- [Kaynak Metin]:

Plansız ve düzensiz bir şekilde gelişmekte olan sanayi bölgeleri ve sınai kuruluşlar, giderek çevre halkı için, kirli ve çirkin görünüşleri ile çıkardıkları duman, koku, pislik ve çirkinlikleri ile istenmeyen komşu durumuna gelmişlerdir.

Yerleşme merkezlerinde var olan alt yapı olanakları, toplumun gereklerini bile karşılayamazken, sanayi için gerekli ek ihtiyaçlar bardağı taşırmaktadır.

Bu olanaksızlıkların doğal sonucu olarak, kurulan işletmeler bir çok alt yapı hizmetinden yoksun ve ekonomik olmayan bir şekilde çalışmaya mahkum olmuşlardır.

Bu durum endüstrinin büyük yerleşme merkezlerinden kaçarak daha ucuz olan kırsal araziye kaymasına ve böylece plansız, her türlü organizasyonlardan uzak, yerleşme bölgelerindeki yetersiz imar ve işletme standartlarından dahi yoksun görünüşler arz eden bir takım “sanayi bölgeleri”nin ortaya çıkmasına yol açmıştır.

- [Verilen Kayıtlar]:
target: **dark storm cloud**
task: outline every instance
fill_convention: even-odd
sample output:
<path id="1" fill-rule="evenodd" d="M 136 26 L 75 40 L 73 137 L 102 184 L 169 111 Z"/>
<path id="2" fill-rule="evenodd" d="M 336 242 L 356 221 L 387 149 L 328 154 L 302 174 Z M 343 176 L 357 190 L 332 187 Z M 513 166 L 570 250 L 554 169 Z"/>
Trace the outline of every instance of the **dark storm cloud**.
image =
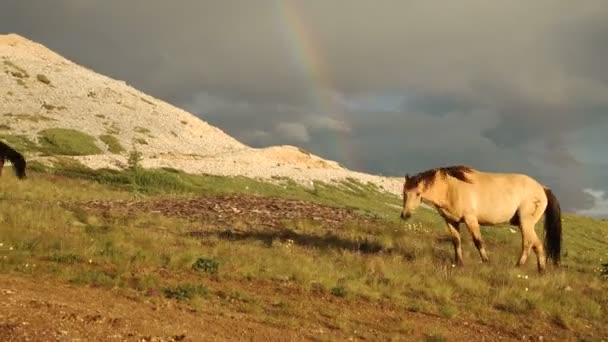
<path id="1" fill-rule="evenodd" d="M 585 187 L 608 189 L 586 176 L 605 155 L 582 160 L 568 148 L 598 151 L 580 134 L 608 129 L 602 1 L 5 0 L 0 9 L 0 31 L 255 146 L 298 144 L 384 174 L 452 163 L 523 171 L 567 209 L 592 205 Z"/>

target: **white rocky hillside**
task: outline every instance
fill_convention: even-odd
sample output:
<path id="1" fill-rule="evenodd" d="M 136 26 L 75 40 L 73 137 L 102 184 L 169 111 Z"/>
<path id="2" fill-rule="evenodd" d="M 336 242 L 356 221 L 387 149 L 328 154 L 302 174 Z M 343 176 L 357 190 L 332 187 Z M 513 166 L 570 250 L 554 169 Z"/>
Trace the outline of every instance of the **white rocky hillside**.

- [Görev Listesi]:
1: Sanayi bölgeleriyle ilgili metni hiçbir değişiklik yapmadan baştan sona çoğaltın.
2: Yukarıdaki kayıtların tamamını, her satır bir dize olacak biçimde bir JSON listesi olarak verin ve boş satırları almayın. Resimleri yanıta dahil etmeyin.

- [Görevlere Göre Çıktılar]:
1:
Plansız ve düzensiz bir şekilde gelişmekte olan sanayi bölgeleri ve sınai kuruluşlar, giderek çevre halkı için, kirli ve çirkin görünüşleri ile çıkardıkları duman, koku, pislik ve çirkinlikleri ile istenmeyen komşu durumuna gelmişlerdir.

Yerleşme merkezlerinde var olan alt yapı olanakları, toplumun gereklerini bile karşılayamazken, sanayi için gerekli ek ihtiyaçlar bardağı taşırmaktadır.

Bu olanaksızlıkların doğal sonucu olarak, kurulan işletmeler bir çok alt yapı hizmetinden yoksun ve ekonomik olmayan bir şekilde çalışmaya mahkum olmuşlardır.

Bu durum endüstrinin büyük yerleşme merkezlerinden kaçarak daha ucuz olan kırsal araziye kaymasına ve böylece plansız, her türlü organizasyonlardan uzak, yerleşme bölgelerindeki yetersiz imar ve işletme standartlarından dahi yoksun görünüşler arz eden bir takım “sanayi bölgeleri”nin ortaya çıkmasına yol açmıştır.

2:
[
  "target: **dark storm cloud**",
  "task: outline every instance",
  "fill_convention: even-odd",
  "sample output:",
  "<path id=\"1\" fill-rule=\"evenodd\" d=\"M 136 26 L 75 40 L 73 137 L 102 184 L 169 111 Z\"/>",
  "<path id=\"2\" fill-rule=\"evenodd\" d=\"M 336 242 L 356 221 L 387 149 L 328 154 L 302 174 Z M 343 176 L 357 190 L 332 187 Z M 513 166 L 570 250 L 554 169 Z\"/>",
  "Trace the outline of every instance of the **dark storm cloud**.",
  "image =",
  "<path id=\"1\" fill-rule=\"evenodd\" d=\"M 585 187 L 608 189 L 586 176 L 605 155 L 582 160 L 568 148 L 598 151 L 580 134 L 608 129 L 602 1 L 5 0 L 0 9 L 0 31 L 255 146 L 298 144 L 384 174 L 452 163 L 523 171 L 567 209 L 592 205 Z\"/>",
  "target: **white rocky hillside**",
  "task: outline every instance",
  "fill_convention: even-odd",
  "sample output:",
  "<path id=\"1\" fill-rule=\"evenodd\" d=\"M 136 26 L 75 40 L 73 137 L 102 184 L 169 111 Z\"/>",
  "<path id=\"2\" fill-rule=\"evenodd\" d=\"M 336 242 L 356 221 L 387 149 L 328 154 L 302 174 Z M 343 176 L 357 190 L 332 187 Z M 513 166 L 570 250 L 554 169 Z\"/>",
  "Trace the outline of every instance of the **white rocky hillside**."
]